Top of Excerpted passage
My labour of love was flung on my face (well almost)...
Five hours of pure meditation produced something which , am if not proud of , quite happy with...i rush to my course instructor only to be told that he doesnt want me in his course (well cant blame him, i slept through his course, bunked classes and did not submit assignments)...but that doesnt take anything away from those five hours of "intense academic concentration"....
Tarkovsky's Sacrifice...
Anyone could characterize Tarkovsky's work as meditative plodding, which is both right and wrong: the meditation is often rewarding and always more intellectually appealing than the work of most other filmmakers, but it can also venture into the realm of the ponderously ponderous. Who is doing more philosophizing, Tarkovsky or his characters? Sometimes I cannot tell, and those instances lack the immediacy of an artist (in the guise of the character) poignantly reaching his philosophical limit and an emotional climax at which he can only gaze helplessly into the unknown. At such times, Tarkovsky momentarily loses control of his themes, and that some of his films more or less lack clear resolutions (and I don't mean simple or reassuring in the Spielbergian sense, but simply that we are able to discern without mistake what remains) seems to emphasize this. But that doesn’t take away anything from the spiritual world he creates through the journey of his characters…
In Tarkovsky's last film, The Sacrifice, we see the hero, in a black-and-white sequence, running from a house in which we have just seen a nude young woman in a bedroom. We then see him wandering in a large garden, where he picks up some small coins from the mud and rotting leaves, before freezing into immobility amidst the falling snow and the old trees, which thanks to his brilliant camera work seems to be a part of his being. The eerie calmness of this sequence is akin to the feeling of waking up after a horrible nightmare, but it is neither one nor the other, its something in between nightmare and reality. It seems to be a feeling captured in celluloid. Something which is as personal as inner breathing. The tangibility of which, seeps in only after you meditate on it.
Bottom of Excerpted passage
**Try it:**
Answer these questions about the blog post on Tarkovsky's The Sacrifice:
1. How many hours of work does the writer say produced the piece?
2. What is the writer told by the course instructor?
3. What does the hero pick up in the large garden?
Rely only on the blog post for the answers.
Top of The data
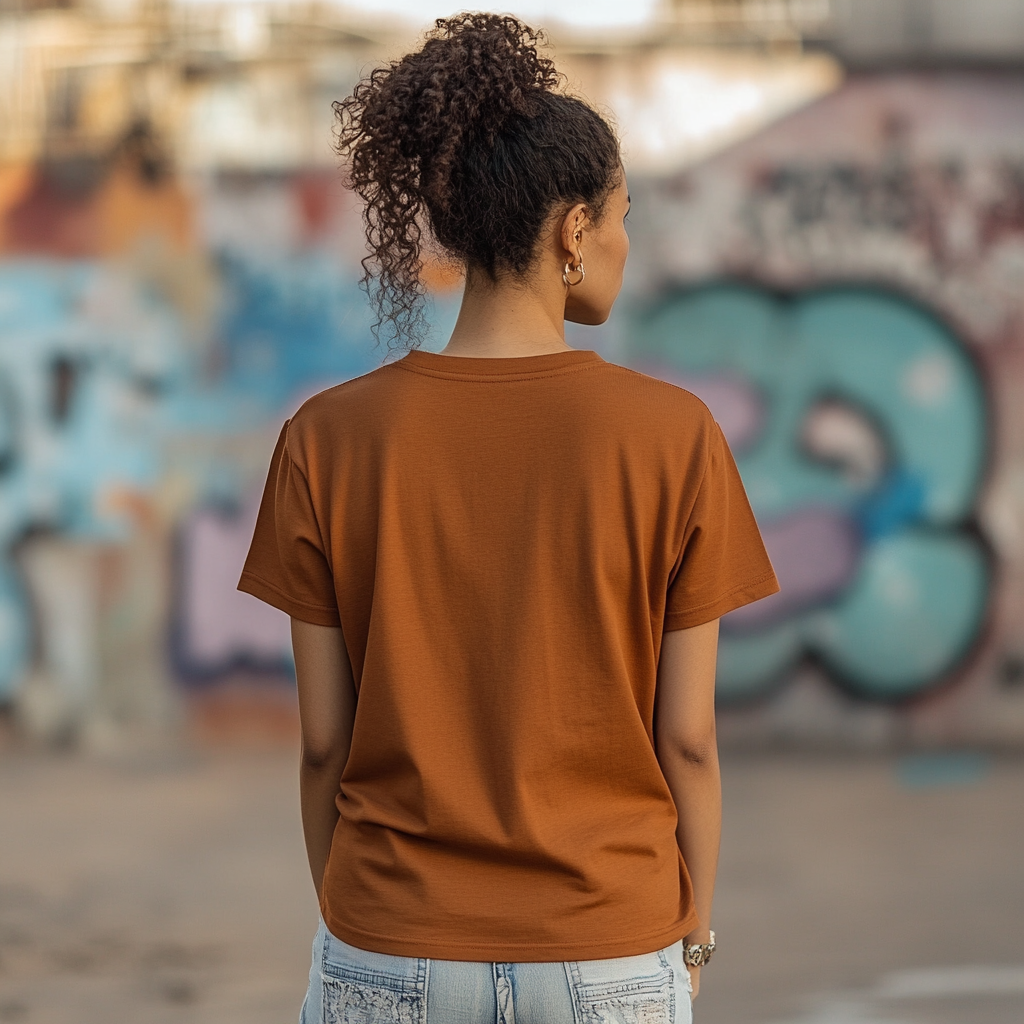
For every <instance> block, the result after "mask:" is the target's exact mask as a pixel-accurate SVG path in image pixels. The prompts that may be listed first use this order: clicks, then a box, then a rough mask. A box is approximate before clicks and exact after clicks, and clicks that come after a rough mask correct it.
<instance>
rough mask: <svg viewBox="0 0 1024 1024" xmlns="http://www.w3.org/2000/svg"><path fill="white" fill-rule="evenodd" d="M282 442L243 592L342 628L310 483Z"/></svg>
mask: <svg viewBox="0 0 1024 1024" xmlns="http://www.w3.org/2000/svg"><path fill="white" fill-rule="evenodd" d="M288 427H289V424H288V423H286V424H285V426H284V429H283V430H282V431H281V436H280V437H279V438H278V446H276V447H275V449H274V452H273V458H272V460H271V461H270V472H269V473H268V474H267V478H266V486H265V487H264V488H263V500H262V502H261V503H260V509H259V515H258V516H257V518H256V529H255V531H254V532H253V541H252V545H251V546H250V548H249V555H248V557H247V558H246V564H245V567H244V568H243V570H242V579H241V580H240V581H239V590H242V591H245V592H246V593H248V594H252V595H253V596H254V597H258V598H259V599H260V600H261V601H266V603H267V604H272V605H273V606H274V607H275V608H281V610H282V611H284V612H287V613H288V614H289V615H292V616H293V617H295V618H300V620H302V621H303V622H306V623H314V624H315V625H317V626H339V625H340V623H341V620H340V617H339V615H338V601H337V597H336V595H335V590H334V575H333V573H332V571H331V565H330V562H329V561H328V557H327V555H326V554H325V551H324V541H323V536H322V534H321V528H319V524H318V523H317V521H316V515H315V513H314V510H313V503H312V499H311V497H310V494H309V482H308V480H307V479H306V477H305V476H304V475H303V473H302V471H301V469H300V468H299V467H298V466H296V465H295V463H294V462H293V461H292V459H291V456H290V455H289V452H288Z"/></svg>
Bottom of The data
Top of The data
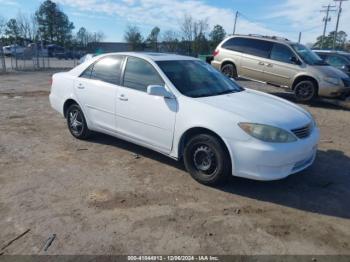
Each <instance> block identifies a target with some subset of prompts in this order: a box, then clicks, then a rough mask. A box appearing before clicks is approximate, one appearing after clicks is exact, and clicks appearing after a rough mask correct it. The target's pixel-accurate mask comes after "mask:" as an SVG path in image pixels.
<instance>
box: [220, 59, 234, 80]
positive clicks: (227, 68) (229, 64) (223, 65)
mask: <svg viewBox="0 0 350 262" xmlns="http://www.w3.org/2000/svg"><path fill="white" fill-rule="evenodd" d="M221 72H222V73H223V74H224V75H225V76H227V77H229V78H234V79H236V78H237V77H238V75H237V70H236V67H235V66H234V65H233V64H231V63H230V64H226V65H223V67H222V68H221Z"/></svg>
Bottom of The data
Top of The data
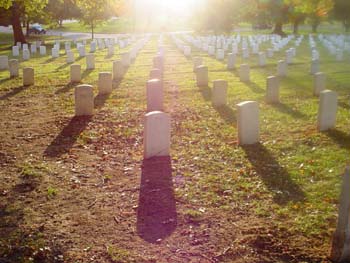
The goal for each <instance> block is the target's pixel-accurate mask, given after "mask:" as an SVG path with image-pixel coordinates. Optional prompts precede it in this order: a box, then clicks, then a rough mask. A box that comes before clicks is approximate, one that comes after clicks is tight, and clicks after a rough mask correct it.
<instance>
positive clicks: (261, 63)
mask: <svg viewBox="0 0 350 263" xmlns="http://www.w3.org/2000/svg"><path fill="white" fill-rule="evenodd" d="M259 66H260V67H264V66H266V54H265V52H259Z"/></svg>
Bottom of The data
**Output below:**
1. Five hours.
2. The instructor doesn't want the writer in his course.
3. Some small coins from the mud and rotting leaves.